## Task objective
Everything in the listing below must be set down again exactly.

## Data extract
○ ○ ○
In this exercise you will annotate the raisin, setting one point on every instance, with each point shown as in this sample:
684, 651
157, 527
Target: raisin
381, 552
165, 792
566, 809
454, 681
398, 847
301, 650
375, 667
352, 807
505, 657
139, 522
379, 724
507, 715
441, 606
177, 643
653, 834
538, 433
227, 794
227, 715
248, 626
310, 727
○ ○ ○
## Written response
In this exercise you will annotate the raisin, setting one point on every instance, with each point shown as in this sample:
684, 651
157, 527
Target: raisin
381, 552
165, 792
566, 809
454, 681
398, 847
301, 650
375, 667
352, 807
505, 657
139, 522
379, 724
507, 715
441, 606
177, 643
653, 834
538, 433
227, 794
227, 715
248, 626
310, 727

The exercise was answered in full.